(REQUIRED WORK)
Starting at the line with "Target: power cord", retype each line exactly up to and including the final line of the records below.

*** Opening MATERIAL SHOWN ***

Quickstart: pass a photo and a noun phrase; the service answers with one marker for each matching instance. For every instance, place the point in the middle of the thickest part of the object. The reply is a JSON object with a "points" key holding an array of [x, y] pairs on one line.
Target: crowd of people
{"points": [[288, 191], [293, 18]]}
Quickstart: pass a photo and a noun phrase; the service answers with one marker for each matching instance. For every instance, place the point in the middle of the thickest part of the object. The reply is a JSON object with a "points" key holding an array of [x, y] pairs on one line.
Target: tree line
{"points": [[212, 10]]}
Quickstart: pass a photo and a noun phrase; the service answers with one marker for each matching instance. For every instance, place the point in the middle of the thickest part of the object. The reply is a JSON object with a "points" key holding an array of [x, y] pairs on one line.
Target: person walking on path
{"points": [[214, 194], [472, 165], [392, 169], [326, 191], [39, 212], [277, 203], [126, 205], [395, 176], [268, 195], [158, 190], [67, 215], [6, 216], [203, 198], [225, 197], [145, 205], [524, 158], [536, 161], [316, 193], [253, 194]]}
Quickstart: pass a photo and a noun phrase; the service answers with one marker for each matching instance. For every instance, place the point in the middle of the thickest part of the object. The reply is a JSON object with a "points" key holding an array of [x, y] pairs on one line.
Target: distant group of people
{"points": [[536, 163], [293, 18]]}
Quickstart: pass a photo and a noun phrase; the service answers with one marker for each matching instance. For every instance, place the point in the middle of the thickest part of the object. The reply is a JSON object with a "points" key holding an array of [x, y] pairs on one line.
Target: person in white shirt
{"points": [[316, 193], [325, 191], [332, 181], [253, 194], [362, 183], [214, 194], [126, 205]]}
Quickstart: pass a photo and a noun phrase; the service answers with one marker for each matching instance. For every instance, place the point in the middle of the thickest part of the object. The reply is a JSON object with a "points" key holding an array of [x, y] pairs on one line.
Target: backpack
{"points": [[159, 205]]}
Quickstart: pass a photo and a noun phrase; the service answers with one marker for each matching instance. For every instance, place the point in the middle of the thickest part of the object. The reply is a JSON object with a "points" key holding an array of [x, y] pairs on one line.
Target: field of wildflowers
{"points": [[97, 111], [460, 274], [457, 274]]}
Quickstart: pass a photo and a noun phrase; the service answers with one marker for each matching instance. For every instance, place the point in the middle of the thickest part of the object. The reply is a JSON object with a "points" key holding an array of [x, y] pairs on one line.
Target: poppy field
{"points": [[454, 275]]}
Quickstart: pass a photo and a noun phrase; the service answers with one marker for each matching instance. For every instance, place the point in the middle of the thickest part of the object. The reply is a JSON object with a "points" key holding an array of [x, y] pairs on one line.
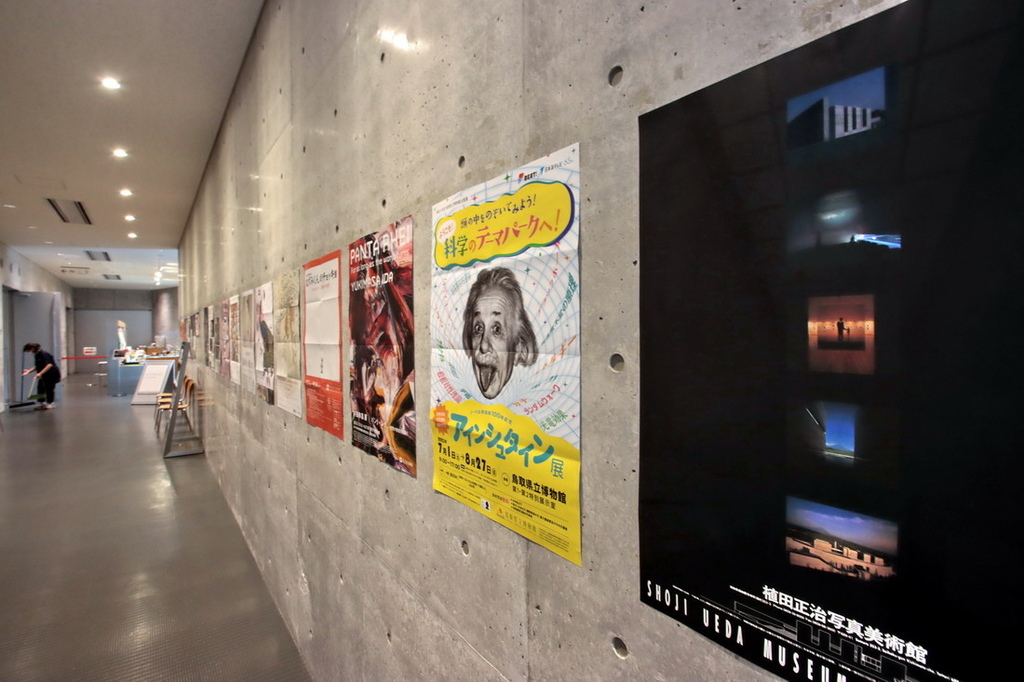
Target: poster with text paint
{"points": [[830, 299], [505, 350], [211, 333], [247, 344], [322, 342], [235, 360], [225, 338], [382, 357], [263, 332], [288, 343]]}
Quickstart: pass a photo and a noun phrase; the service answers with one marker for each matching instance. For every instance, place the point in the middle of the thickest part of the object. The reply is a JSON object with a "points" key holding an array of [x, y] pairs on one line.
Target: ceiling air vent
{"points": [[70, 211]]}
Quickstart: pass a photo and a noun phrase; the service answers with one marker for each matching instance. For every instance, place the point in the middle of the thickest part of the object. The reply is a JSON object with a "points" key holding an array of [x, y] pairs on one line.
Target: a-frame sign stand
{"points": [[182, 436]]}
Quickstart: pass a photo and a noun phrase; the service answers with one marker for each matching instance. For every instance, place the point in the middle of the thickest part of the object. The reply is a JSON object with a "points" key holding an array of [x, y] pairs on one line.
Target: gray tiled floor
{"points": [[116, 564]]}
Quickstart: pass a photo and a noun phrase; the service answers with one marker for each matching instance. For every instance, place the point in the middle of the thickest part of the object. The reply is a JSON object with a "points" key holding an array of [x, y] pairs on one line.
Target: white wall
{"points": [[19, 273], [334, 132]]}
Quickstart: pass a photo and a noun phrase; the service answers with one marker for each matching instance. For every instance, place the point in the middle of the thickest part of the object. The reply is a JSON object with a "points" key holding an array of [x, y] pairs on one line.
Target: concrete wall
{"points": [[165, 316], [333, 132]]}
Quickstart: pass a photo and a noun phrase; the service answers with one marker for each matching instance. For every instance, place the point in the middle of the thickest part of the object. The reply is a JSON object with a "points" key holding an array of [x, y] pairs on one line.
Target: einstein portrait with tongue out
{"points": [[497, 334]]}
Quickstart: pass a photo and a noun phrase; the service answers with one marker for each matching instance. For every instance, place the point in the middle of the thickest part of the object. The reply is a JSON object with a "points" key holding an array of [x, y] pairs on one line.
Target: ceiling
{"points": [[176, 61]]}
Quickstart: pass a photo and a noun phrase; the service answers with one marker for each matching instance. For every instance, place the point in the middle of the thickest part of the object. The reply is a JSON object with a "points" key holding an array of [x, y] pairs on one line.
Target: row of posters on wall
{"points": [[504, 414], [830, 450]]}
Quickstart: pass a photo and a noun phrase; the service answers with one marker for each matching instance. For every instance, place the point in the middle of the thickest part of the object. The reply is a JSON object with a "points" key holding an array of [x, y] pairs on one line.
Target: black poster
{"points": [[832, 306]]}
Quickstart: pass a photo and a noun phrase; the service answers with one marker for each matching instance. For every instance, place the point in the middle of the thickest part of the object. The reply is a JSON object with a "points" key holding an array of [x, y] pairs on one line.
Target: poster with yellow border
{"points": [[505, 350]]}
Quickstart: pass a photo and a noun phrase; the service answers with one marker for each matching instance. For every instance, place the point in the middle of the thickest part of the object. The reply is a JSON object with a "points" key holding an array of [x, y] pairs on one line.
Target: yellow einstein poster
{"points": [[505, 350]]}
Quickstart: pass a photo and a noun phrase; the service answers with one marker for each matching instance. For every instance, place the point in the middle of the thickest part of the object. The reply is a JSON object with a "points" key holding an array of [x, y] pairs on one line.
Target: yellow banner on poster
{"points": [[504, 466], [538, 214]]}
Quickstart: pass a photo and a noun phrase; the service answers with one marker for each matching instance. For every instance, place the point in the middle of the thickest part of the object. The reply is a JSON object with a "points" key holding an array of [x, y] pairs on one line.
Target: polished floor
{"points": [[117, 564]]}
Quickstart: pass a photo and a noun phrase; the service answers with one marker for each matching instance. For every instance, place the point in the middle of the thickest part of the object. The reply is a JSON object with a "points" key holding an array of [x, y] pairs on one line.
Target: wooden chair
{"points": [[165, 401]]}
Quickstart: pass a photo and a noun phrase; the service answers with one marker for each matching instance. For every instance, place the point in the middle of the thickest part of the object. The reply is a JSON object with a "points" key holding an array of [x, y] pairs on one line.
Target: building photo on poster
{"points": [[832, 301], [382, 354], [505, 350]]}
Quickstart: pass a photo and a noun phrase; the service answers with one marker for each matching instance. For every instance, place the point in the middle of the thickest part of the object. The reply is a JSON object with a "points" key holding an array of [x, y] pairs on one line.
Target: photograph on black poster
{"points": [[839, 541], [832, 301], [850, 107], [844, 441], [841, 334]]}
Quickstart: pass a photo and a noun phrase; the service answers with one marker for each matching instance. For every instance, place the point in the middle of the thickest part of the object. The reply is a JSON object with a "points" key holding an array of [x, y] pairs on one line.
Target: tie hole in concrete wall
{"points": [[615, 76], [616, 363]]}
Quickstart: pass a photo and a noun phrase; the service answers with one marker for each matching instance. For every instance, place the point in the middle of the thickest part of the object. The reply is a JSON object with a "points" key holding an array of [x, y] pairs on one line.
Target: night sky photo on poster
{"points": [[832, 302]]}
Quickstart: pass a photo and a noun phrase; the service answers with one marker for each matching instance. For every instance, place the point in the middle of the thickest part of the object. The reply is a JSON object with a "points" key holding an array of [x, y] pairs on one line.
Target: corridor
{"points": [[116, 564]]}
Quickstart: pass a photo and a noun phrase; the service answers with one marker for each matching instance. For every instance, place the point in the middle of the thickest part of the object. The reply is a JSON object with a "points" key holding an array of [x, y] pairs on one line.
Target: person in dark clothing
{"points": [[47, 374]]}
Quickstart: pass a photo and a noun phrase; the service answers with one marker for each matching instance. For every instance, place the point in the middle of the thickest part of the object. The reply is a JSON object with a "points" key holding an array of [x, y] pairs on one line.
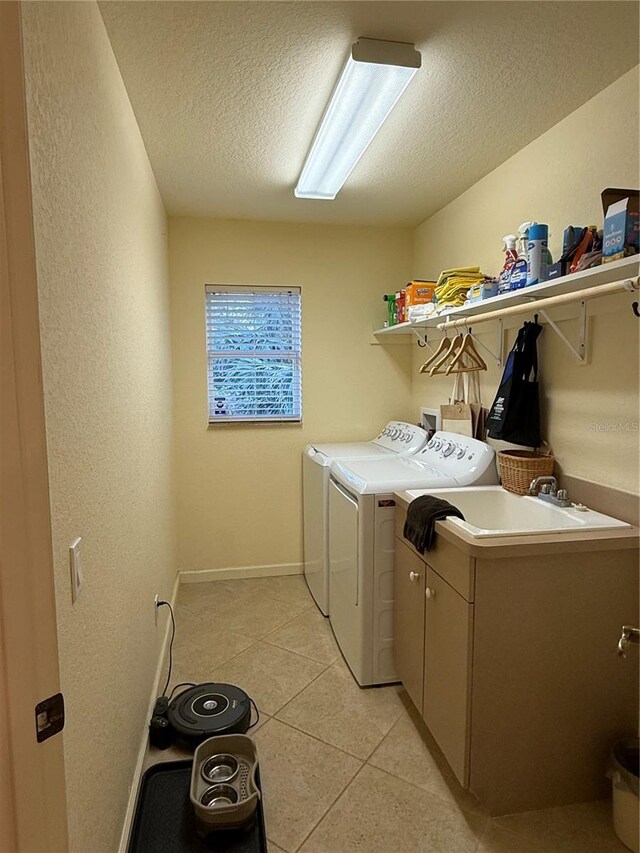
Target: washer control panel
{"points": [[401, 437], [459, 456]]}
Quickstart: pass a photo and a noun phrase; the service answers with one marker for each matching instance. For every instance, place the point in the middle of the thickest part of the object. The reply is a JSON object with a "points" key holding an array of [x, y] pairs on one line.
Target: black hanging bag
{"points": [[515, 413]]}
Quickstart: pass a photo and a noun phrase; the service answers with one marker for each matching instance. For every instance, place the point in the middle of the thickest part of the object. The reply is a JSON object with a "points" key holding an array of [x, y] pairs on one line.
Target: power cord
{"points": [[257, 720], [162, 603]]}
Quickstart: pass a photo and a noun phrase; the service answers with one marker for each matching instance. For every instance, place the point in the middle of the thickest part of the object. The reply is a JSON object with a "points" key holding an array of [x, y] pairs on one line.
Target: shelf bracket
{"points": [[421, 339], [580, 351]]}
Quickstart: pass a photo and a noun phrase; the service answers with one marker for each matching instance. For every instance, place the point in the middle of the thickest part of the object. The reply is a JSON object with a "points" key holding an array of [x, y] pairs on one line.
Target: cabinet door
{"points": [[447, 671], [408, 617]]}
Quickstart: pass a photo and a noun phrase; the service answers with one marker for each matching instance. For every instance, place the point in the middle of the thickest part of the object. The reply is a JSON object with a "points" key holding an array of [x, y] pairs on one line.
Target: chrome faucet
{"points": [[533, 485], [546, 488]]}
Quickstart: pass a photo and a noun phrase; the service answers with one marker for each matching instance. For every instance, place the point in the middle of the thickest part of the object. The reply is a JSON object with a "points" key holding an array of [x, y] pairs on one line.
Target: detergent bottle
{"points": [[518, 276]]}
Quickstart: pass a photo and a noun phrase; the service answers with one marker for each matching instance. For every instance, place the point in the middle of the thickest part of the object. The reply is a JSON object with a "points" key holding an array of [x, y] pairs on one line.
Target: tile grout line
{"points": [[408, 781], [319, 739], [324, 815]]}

*** Closing MATERIAL SHOWN ***

(TASK SOLUTION)
Target: power cord
{"points": [[257, 720], [162, 603]]}
Quickstart: pass a photo and a noun phrase; the service answers with one marker for each matching instance. For every instance, place the point in the middle of the thickest part of the object. The reply is a JSON object with a "points" key holding an array of [x, y] pairs on one line.
Target: shelf bracket
{"points": [[421, 339], [580, 351]]}
Quickstart: pass a photo and a noun phrase; the service answers with one marker for each matching instance. For every instance, place the point in the middle of the thickest part of the object. The reply is a JSON object with a "points" key holding an array of [x, y] pairs on one line.
Target: cabinet door
{"points": [[447, 671], [408, 617]]}
Quickstart: pass a photo and a noun phrase; the service answers with one marker for each matching instance. For every instance, place the point in the middle of the thickest part of the object. The reply is a JSON object with a "points" key holding an array of [x, y] pairs on one line.
Target: chrome faucet
{"points": [[533, 485], [546, 488]]}
Quickstart: pass a photo and a noun phrase; the service answers with one marker for each matching instance. For every instance, place the point in the middle of the thickest part of the object. The reply is a JSON object with a "points" key holding an array of [x, y] pairs on one line.
Target: detergent bottle
{"points": [[518, 276]]}
Quickstart: pass a photo and a noun phrase; the service answers with one marker for each matching instance. For every instance, place the point in the middle of the thickest part of the object. The reply is a JSON object with a "points" key holding an array of [x, y] pairs on one line.
Target: tile grout line
{"points": [[408, 781], [319, 739], [324, 815]]}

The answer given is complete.